# Page excerpt
In his credibility assessments, the judge determined Lee was "highly
credible" and "professional" in his responses. The judge found "nothing . . . to
suggest that . . . Lee did not have a firm command of the subject matter" and
determined that Lee presented himself as "someone who had no interest in the
outcome" but "[w]as just interested in communicating to the [c]ourt truthful and
honest testimony." Likewise, the judge found Williams "extremely credible,"
both in the "substance" of her testimony and her "demeanor." According to the
judge, Williams "had a command of the subject matter" and "was clearly well-
versed in the facts of this case."
The judge went on to address each prong in turn. As to prong one, the
judge found "no viable parental relationship . . . has ever been established
between [defendant] and [L.J.F.-W]." The judge explained:
[Defendant] does lack the ability to minimally parent . . . and nurture [L.J.F.-W.], even with such a low threshold of it being a minimal level of care-taking functions.
There is, as established by this trial, no safe home [f]or the child, no viable home for the child to reside
A-1365-24 13 with [defendant. Defendant] lacks the ability right now.
And perhaps . . . we would be at a different stage had he actually gone to his psychological evaluation, these recommendations may have been made in April or May of 2024. We may have a completely different case.
Maybe we don't, but what we do have is his diagnosis from the doctor and his impressions and the opinion of . . . Lee. This child's safety, health[,] and development will not be served in any constructive way where [defendant] is the parent, therefore endangering the child.

# Exercise prompt
Return the portion of the opinion excerpt starting with "And perhaps ." and going on through "endangering the child.", reproduced verbatim. Rely solely on the opinion excerpt above.

# Recorded data

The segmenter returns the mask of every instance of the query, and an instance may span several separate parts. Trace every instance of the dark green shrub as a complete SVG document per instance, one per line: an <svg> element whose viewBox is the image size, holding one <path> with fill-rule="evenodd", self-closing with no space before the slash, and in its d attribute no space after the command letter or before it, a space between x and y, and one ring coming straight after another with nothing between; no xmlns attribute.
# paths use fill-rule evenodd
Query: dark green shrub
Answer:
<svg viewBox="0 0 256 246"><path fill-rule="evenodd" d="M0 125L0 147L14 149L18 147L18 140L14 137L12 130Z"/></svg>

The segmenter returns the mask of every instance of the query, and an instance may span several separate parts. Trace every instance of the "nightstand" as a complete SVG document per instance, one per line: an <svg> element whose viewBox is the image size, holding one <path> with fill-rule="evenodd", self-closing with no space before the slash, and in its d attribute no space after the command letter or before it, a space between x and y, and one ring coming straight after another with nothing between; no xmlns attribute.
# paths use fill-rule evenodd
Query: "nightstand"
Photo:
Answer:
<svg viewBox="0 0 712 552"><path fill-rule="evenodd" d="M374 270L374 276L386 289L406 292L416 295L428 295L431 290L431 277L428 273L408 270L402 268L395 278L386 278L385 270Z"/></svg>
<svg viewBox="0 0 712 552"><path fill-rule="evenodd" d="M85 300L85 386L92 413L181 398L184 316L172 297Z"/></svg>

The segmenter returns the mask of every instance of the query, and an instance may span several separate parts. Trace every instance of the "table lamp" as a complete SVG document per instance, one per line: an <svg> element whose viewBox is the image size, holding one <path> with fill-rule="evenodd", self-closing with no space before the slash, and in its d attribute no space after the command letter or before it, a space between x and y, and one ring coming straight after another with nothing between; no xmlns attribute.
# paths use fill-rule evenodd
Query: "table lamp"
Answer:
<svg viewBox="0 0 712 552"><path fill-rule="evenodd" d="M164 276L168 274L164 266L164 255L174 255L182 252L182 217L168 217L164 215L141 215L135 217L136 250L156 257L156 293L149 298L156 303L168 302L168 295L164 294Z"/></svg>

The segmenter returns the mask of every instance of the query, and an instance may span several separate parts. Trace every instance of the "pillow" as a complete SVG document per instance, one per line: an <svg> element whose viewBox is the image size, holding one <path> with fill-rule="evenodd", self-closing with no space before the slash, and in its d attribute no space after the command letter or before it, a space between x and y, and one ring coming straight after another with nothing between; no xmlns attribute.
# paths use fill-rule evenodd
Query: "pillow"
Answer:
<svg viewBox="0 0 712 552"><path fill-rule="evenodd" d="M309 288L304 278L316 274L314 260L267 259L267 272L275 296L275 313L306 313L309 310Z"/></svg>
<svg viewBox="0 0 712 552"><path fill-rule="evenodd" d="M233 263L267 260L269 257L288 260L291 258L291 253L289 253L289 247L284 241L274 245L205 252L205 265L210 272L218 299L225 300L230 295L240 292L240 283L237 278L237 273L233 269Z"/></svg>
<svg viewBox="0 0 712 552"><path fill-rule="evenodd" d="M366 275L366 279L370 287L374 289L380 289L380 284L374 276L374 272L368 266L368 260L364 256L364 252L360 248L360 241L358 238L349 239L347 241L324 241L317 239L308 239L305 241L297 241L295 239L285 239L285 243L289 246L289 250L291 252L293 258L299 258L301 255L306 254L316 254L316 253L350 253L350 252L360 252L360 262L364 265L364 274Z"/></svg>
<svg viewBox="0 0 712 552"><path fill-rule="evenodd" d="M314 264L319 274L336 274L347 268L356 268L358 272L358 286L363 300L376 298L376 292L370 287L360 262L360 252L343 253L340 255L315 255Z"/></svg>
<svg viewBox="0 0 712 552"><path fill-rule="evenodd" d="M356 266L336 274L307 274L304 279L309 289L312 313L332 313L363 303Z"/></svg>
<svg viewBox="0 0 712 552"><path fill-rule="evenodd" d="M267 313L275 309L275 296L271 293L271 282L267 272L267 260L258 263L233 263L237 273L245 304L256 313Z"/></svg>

# Exercise answer
And perhaps . . . we would be at a different stage had he actually gone to his psychological evaluation, these recommendations may have been made in April or May of 2024. We may have a completely different case.
Maybe we don't, but what we do have is his diagnosis from the doctor and his impressions and the opinion of . . . Lee. This child's safety, health[,] and development will not be served in any constructive way where [defendant] is the parent, therefore endangering the child.